**Data provided**
+ + + +

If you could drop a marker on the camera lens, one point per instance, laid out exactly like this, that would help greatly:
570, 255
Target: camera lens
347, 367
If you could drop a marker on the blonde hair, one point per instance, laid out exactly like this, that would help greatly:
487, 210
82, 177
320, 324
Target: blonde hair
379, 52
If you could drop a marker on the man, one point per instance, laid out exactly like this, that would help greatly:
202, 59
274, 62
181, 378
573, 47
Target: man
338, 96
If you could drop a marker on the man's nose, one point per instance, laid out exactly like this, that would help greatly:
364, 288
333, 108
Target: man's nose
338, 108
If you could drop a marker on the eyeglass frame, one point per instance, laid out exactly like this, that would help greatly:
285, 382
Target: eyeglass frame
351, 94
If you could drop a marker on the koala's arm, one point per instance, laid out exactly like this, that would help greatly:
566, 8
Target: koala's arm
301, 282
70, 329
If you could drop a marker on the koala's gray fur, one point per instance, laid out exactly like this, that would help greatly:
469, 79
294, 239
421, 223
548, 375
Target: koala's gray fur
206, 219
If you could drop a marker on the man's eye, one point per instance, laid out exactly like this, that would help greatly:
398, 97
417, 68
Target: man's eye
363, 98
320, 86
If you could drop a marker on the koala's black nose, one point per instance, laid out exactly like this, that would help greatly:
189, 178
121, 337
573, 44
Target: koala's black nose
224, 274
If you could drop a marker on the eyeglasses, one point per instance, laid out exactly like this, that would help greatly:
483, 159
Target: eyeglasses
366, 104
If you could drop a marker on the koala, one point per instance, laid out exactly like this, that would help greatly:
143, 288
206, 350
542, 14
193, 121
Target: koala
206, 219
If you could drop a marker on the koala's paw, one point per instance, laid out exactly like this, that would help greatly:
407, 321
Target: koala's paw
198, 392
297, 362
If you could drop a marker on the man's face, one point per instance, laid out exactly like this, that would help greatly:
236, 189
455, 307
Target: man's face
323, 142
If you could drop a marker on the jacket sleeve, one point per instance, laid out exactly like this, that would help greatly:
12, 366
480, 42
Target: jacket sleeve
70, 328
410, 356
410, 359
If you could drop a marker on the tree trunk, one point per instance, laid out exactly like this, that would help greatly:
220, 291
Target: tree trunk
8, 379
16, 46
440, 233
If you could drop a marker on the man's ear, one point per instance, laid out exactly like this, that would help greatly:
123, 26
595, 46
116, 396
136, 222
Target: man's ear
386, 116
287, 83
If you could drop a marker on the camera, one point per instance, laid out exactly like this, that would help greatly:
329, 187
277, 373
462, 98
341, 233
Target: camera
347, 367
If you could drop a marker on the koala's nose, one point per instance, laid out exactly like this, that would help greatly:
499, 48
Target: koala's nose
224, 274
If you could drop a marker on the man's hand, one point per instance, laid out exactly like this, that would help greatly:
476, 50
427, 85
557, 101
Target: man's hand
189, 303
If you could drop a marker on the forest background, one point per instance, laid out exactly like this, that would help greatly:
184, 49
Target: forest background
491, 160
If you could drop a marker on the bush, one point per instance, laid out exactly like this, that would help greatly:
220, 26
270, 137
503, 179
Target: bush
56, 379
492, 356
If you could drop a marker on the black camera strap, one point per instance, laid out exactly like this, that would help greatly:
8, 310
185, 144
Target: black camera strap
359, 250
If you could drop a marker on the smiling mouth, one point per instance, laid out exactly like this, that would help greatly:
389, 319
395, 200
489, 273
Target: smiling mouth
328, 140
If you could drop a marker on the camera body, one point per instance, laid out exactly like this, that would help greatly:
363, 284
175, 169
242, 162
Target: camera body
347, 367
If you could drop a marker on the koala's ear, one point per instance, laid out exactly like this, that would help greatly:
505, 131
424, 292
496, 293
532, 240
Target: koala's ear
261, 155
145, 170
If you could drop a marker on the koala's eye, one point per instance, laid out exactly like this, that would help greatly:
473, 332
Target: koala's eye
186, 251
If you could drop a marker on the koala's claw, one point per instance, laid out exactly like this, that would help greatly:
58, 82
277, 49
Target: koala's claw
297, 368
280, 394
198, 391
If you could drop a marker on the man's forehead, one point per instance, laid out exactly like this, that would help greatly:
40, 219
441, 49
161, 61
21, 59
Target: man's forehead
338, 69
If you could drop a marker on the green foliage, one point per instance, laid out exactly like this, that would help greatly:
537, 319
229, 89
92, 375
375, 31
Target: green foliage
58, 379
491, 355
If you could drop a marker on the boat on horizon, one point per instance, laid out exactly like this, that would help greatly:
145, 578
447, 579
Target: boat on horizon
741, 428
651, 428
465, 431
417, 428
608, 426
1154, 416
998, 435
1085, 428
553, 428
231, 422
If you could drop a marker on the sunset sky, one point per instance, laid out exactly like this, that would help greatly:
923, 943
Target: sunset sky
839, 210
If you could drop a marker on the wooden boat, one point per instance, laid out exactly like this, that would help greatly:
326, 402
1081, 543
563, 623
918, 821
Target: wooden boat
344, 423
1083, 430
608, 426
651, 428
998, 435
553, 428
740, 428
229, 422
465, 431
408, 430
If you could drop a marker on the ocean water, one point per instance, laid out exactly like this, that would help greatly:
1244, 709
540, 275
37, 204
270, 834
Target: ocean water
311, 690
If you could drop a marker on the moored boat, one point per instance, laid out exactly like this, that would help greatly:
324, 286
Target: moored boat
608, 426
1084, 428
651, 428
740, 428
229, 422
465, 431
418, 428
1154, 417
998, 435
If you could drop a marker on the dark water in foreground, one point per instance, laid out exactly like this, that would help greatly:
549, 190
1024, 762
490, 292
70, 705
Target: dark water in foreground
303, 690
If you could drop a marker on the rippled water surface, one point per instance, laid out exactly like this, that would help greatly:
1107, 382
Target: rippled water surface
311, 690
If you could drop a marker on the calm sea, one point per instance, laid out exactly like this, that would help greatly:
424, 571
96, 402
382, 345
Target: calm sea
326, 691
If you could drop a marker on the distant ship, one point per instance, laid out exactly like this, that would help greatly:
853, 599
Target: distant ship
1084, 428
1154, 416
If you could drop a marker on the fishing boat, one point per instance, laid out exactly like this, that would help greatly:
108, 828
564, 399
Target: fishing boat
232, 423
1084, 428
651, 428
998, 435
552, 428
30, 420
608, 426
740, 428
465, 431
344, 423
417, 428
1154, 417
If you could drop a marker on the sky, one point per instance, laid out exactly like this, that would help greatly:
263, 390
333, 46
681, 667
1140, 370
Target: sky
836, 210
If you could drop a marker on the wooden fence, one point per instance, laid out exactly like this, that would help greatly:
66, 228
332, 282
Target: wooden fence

+ + + +

**Stated task**
Transcribe every record above exactly as it appears.

**Answer for this exercise**
If you could drop a marker on the camera lens, one point per instance, laid out exactly like this, that would help greatly:
570, 255
Target: camera lens
347, 367
If you could drop a marker on the blonde hair, one point per instance, laid out exactly like this, that would help greatly:
487, 210
82, 177
320, 324
Target: blonde hair
379, 52
If you could drop a marker on the man, one point per instance, laid out exactly like this, that would help greatly:
202, 59
274, 62
181, 378
573, 47
Target: man
338, 96
If you could drop a marker on the man's nose, one point per instance, laid out exactly like this, that would help greatly:
364, 288
333, 108
Target: man's nose
338, 108
If you could drop a marker on the eyeglass frame, one point per instance, laid out exactly like this, that would help greatly:
285, 382
Target: eyeglass frame
351, 94
If you could drop a marker on the koala's arm, one point per instance, laid out exactly like this, that would help greatly:
566, 8
Target: koala's arm
301, 282
70, 329
If you could drop a marker on the koala's gray fur, one point per instance, laid out exactly like this, that would help greatly:
469, 79
294, 239
421, 223
548, 375
Target: koala's gray fur
206, 219
If you could drop a marker on the man's eye, one point per instance, laid out exactly like this, that would help greatly:
398, 97
417, 68
Target: man's eye
363, 98
320, 86
If you could drop a marker on the koala's black nose, one point per instance, laid out exactly like this, that would help greatly:
189, 178
121, 337
573, 44
Target: koala's black nose
224, 274
If you could drop a marker on the eyeglasses, one point per instance, laid out exactly like this, that would help greatly:
483, 159
Target: eyeglasses
366, 104
If you could drop a marker on the koala, one point per instance, laid out exactly like this, that would help greatly:
143, 288
206, 350
542, 14
193, 121
Target: koala
206, 219
If you could drop a marker on the koala's paw, one point per instance, laid out exactly like this, that would help greatly:
407, 321
Target: koala's paw
198, 392
297, 362
If you could drop a marker on the man's face, one point per instance, laid out exactly like this, that would help greatly:
236, 189
455, 307
Target: man's face
323, 142
If you could drop a marker on the jacket sleeve, one point per instance, laid out exactly like this, that would help greatly:
12, 366
480, 42
Target: jacket sleeve
70, 328
410, 356
410, 359
If you could drop a marker on the tree trunk, one point per instance, laid out exactly like this, that would help greatly:
220, 291
Target: tree trunk
8, 379
16, 46
440, 233
If you could drop a marker on the man's ear, one point per instance, laid out exactly like this, that would help greatly:
123, 26
595, 46
116, 396
136, 222
Target: man's ear
386, 116
287, 83
If you could drop a marker on the camera, one point per instance, laid out exactly like this, that would help greatly:
329, 187
277, 373
462, 98
341, 233
Target: camera
347, 367
If you could drop a marker on the koala's nose, one point per instance, laid out exactly like this, that would help greatly:
499, 48
Target: koala's nose
224, 274
If you could drop a marker on the man's hand, one point per instance, laid out exactly like this, that would help greatly:
476, 50
427, 85
557, 101
Target: man's hand
189, 303
If you could drop a marker on the forest background, one point per instance, laid out exactly like this, that would help greatly:
184, 49
Target: forest background
491, 160
If you could drop a marker on the bush, one point per instance, laid out exactly like this, that would help greatly:
220, 26
270, 137
503, 179
Target: bush
56, 379
492, 356
If you could drop a marker on the black camera strap, one point per instance, laid out exactly like this, that would help greatly:
8, 310
185, 144
Target: black camera strap
359, 250
If you could drop a marker on the smiling mouth, one point per instance, laid out exactly like this, that would help greatly:
389, 319
395, 200
489, 273
Target: smiling mouth
328, 140
If you could drop a marker on the camera body, one point per instance, laid out exactly like this, that would help greatly:
363, 284
175, 169
242, 162
Target: camera body
347, 367
If you could drop a marker on the koala's ear, one point per instance, laid out exactly like this, that would help greatly:
505, 131
424, 292
496, 293
532, 240
Target: koala's ear
261, 155
145, 170
If you could drop a marker on the koala's eye, one point per instance, laid out exactly like this, that would help greatly:
473, 332
Target: koala's eye
186, 251
If you could drop a marker on the koala's claw, one point per instance, laid out exactly like this, that would help greatly:
58, 82
277, 49
Target: koala's claw
297, 368
280, 394
198, 391
If you could drop a marker on the man's forehead, one point per instance, laid out exactly like this, that would help greatly:
40, 219
441, 49
161, 61
21, 59
Target: man's forehead
338, 69
If you could drop a marker on the green foliage, one point per instance, laid out exactly like this, that would help greatly:
537, 319
229, 89
92, 375
375, 31
Target: green foliage
58, 379
491, 355
If you could drop a marker on the boat on horizon, one point per instance, laid out exactly like this, that would help greatly:
145, 578
447, 579
Target: boat on horizon
741, 428
651, 428
465, 431
417, 428
608, 426
1154, 416
998, 435
1085, 428
553, 428
231, 422
If you could drop a marker on the sunset sky, one point per instance, laid out exactly like this, that would help greatly:
923, 943
Target: sunset sky
839, 210
If you could drop a marker on the wooden boat, one point per instance, laid out exactly like this, that would help greatly:
326, 402
1081, 543
563, 623
918, 821
Target: wooden boat
344, 423
1083, 430
608, 426
651, 428
998, 435
553, 428
740, 428
229, 422
465, 431
408, 430
If you could drop a marker on the ocean water, one point per instance, laid out exactly like this, that would help greatly:
1244, 709
540, 275
37, 204
270, 834
Target: ocean water
311, 690
If you could drop a marker on the moored boat, one point per instance, laid out exactly like this, that would help greatly:
324, 286
Target: moored boat
608, 426
1084, 428
651, 428
740, 428
229, 422
465, 431
418, 428
1154, 417
998, 435
If you could drop a marker on the dark water in foreground, one point per instance, laid out exactly like this, that would help greatly:
549, 190
1024, 762
490, 292
70, 705
Target: dark water in foreground
303, 690
If you could drop a marker on the rippled water surface, one point per instance, laid out exactly like this, that would help greatly:
1107, 382
Target: rippled water surface
311, 690
If you could drop a marker on the calm sea, one point per instance, laid out exactly like this, that would help greatly:
424, 571
96, 402
382, 345
Target: calm sea
326, 691
If you could drop a marker on the distant ship, one point per instance, laid out exactly like this, that would help greatly:
853, 599
Target: distant ship
1084, 428
1154, 416
If you could drop a marker on the fishing boat, one point per instance, laid out exactly like this, that would help greatly:
108, 828
564, 399
Target: fishing boat
232, 423
1084, 428
651, 428
998, 435
552, 428
30, 420
608, 426
740, 428
465, 431
344, 423
417, 428
1154, 417
If you could drop a marker on the sky, one point per instance, laid out exactly like this, that would help greatly:
263, 390
333, 46
681, 667
1140, 370
Target: sky
836, 210
If you could drop a marker on the wooden fence, one point per instance, laid out exactly like this, that would help greatly:
66, 228
332, 282
Target: wooden fence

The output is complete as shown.